[DATA SUPPLIED]
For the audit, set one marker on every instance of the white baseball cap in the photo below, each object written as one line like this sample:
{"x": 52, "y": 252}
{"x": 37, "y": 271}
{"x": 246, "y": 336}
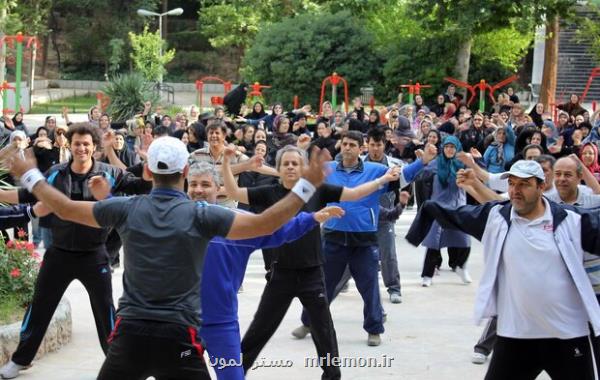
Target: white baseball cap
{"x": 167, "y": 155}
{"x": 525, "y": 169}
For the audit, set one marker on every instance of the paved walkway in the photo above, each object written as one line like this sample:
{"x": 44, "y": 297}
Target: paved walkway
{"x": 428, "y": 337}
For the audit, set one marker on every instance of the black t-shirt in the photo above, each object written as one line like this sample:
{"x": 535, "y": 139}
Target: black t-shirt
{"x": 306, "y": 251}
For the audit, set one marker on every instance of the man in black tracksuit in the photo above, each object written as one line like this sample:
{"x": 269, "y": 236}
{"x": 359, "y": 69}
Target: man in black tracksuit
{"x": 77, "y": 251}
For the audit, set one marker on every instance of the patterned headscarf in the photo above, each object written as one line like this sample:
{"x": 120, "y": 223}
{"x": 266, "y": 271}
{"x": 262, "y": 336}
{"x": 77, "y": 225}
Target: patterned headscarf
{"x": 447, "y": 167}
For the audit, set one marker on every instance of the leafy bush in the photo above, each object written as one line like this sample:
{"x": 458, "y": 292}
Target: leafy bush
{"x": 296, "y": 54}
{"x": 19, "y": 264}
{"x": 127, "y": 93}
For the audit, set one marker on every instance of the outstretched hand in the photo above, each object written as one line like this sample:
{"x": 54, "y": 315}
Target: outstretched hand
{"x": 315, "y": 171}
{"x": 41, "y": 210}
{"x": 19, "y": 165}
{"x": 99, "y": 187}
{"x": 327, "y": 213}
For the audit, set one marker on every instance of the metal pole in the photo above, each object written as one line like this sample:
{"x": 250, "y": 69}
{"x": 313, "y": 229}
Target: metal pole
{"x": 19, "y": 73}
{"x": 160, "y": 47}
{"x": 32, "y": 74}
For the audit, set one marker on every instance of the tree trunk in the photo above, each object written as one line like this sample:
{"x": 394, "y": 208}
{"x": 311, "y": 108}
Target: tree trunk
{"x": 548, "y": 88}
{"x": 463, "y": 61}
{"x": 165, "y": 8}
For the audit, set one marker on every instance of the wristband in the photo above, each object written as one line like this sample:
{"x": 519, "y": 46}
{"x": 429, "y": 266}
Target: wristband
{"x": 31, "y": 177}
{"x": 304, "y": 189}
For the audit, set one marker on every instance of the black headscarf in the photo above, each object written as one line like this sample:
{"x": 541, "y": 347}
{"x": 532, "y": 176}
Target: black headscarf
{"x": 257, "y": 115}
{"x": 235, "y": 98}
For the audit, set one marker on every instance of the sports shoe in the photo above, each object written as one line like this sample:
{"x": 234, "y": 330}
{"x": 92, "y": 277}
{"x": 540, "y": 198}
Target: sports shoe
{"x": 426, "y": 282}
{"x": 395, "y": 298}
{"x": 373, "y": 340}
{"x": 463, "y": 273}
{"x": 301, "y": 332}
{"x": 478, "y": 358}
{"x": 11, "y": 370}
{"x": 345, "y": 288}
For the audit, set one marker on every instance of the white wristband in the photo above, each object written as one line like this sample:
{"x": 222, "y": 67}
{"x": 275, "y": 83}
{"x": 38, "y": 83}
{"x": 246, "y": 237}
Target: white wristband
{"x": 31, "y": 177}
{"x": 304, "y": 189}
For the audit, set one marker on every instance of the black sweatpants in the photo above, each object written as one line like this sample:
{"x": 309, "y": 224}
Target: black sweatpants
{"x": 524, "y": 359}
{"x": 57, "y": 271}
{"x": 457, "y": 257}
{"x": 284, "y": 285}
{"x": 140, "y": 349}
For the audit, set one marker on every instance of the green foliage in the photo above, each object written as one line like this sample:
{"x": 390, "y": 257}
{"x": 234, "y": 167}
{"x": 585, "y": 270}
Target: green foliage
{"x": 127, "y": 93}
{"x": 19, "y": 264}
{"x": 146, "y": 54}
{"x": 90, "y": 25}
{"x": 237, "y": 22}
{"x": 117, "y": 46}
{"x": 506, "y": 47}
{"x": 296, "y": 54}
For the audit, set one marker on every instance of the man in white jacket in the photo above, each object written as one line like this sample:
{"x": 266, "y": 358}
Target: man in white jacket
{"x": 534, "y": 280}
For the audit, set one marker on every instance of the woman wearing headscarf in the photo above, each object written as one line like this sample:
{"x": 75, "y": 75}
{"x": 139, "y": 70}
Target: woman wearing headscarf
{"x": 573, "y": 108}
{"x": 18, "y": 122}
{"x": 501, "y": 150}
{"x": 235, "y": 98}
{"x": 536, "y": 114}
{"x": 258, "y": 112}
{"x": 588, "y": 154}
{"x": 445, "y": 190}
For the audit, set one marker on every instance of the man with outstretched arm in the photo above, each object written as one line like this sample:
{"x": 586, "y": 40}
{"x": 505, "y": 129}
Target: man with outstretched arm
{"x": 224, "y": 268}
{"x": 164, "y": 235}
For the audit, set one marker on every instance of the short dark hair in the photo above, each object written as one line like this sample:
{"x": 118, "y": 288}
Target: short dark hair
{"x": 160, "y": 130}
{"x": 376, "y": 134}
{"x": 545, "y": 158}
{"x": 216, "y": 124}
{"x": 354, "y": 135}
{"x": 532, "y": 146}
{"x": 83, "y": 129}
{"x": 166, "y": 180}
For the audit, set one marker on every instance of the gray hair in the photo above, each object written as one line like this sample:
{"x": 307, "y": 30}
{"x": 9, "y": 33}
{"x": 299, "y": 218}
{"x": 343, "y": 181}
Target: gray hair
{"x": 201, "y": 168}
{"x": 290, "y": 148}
[/DATA SUPPLIED]
WHAT THIS TASK INVOLVES:
Please write out all the entries above exactly, but leave out the pictures.

SOLUTION:
For the audit, set one marker on every instance of the white baseball cap in the photo below, each object written as one line like this sample:
{"x": 52, "y": 252}
{"x": 37, "y": 271}
{"x": 246, "y": 336}
Target: white baseball cap
{"x": 167, "y": 155}
{"x": 525, "y": 169}
For the audit, set one marker on every instance of the paved walkway in the photo above, each object written as one line like this sample:
{"x": 44, "y": 297}
Target: paved walkway
{"x": 428, "y": 337}
For the audit, set one marker on every instance of the black t-shirt in the photo above, each object written as one line like this sample:
{"x": 535, "y": 139}
Target: black t-shirt
{"x": 306, "y": 251}
For the audit, set one marker on every instance of the man in black tracksuit in the photo above, each object written as one line like this sample:
{"x": 269, "y": 236}
{"x": 359, "y": 69}
Target: man in black tracksuit
{"x": 77, "y": 251}
For the audit, set one marker on every instance of the patterned headscarf in the photo above, each object written as one line like this sample:
{"x": 120, "y": 223}
{"x": 266, "y": 271}
{"x": 262, "y": 336}
{"x": 77, "y": 225}
Target: patterned headscarf
{"x": 447, "y": 167}
For the audit, set one marker on every instance of the leafy bush in the photo above, each object written as one line like this sample:
{"x": 458, "y": 292}
Target: leafy bush
{"x": 296, "y": 54}
{"x": 19, "y": 264}
{"x": 127, "y": 93}
For the audit, set one marker on every instance of the outstretched hand in the photo above, each object written as one line like this sample:
{"x": 54, "y": 315}
Target: outstretched hand
{"x": 315, "y": 171}
{"x": 41, "y": 210}
{"x": 19, "y": 165}
{"x": 99, "y": 187}
{"x": 327, "y": 213}
For the audit, set one marker on every instance of the metal pole in the photo above, each object written as one line like this sample:
{"x": 250, "y": 69}
{"x": 313, "y": 229}
Target: metal pole
{"x": 19, "y": 73}
{"x": 160, "y": 47}
{"x": 32, "y": 74}
For the audit, set one marker on every instance of the tree trunk in the photo above, each object written as one line like this sample:
{"x": 394, "y": 208}
{"x": 311, "y": 108}
Target: tree trunk
{"x": 548, "y": 88}
{"x": 463, "y": 61}
{"x": 165, "y": 8}
For the audit, set one marker on every instance of the wristband in the photo above, each object written as one line like this sample:
{"x": 519, "y": 46}
{"x": 429, "y": 266}
Target: wristband
{"x": 31, "y": 177}
{"x": 304, "y": 189}
For the audit, set one marker on every instance of the black headscarf in the photo above, each object written as one line like this sample:
{"x": 541, "y": 347}
{"x": 532, "y": 176}
Target: black headscarf
{"x": 257, "y": 115}
{"x": 235, "y": 98}
For the audit, set one marker on every instance of the sports shoe in the photo above, each object written as one line like this sample:
{"x": 234, "y": 330}
{"x": 92, "y": 277}
{"x": 540, "y": 198}
Target: sports shoe
{"x": 426, "y": 282}
{"x": 395, "y": 298}
{"x": 373, "y": 340}
{"x": 463, "y": 273}
{"x": 301, "y": 332}
{"x": 478, "y": 358}
{"x": 11, "y": 370}
{"x": 345, "y": 288}
For the audit, set one marker on every instance of the white wristband in the photo above, each object written as one line like this sample:
{"x": 222, "y": 67}
{"x": 275, "y": 83}
{"x": 38, "y": 83}
{"x": 246, "y": 237}
Target: white wristband
{"x": 31, "y": 177}
{"x": 304, "y": 189}
For the audit, set one marker on every instance of the black sweatpants in the photo above, each object written as one line like this sample:
{"x": 309, "y": 224}
Target: black sweatpants
{"x": 524, "y": 359}
{"x": 57, "y": 271}
{"x": 457, "y": 257}
{"x": 284, "y": 285}
{"x": 140, "y": 349}
For the audit, set one marker on every instance of the green foliage in the photo above, each object written as one line like this sample:
{"x": 390, "y": 257}
{"x": 234, "y": 167}
{"x": 585, "y": 270}
Target: green foliage
{"x": 127, "y": 93}
{"x": 19, "y": 264}
{"x": 146, "y": 54}
{"x": 90, "y": 25}
{"x": 237, "y": 22}
{"x": 117, "y": 46}
{"x": 506, "y": 47}
{"x": 296, "y": 54}
For the audit, set one marker on every instance of the man in white jacket in the photo above, each object written as one line like this sample:
{"x": 266, "y": 358}
Target: man in white jacket
{"x": 534, "y": 280}
For the audit, set one marker on every instance of the woman wearing headscarf in the photo above, each object written as one line like this sample:
{"x": 75, "y": 75}
{"x": 139, "y": 70}
Target: woman wearing headscarf
{"x": 573, "y": 108}
{"x": 18, "y": 122}
{"x": 501, "y": 150}
{"x": 235, "y": 98}
{"x": 536, "y": 114}
{"x": 258, "y": 112}
{"x": 588, "y": 154}
{"x": 445, "y": 190}
For the audit, set one marker on every instance of the man with outstretched arm in the photo above, each object written as one line like this sample:
{"x": 586, "y": 40}
{"x": 505, "y": 129}
Target: man with outstretched arm
{"x": 224, "y": 268}
{"x": 164, "y": 235}
For the audit, set one marker on every instance of the short dark hair in the photo above, each object written as one line like this sample:
{"x": 118, "y": 288}
Target: short dark hair
{"x": 160, "y": 130}
{"x": 376, "y": 134}
{"x": 545, "y": 158}
{"x": 216, "y": 124}
{"x": 354, "y": 135}
{"x": 532, "y": 146}
{"x": 83, "y": 129}
{"x": 166, "y": 180}
For the audit, set one marker on every instance of the gray hair in the photo above, each object written as one line like this sample:
{"x": 307, "y": 30}
{"x": 9, "y": 33}
{"x": 299, "y": 218}
{"x": 343, "y": 181}
Target: gray hair
{"x": 201, "y": 168}
{"x": 290, "y": 148}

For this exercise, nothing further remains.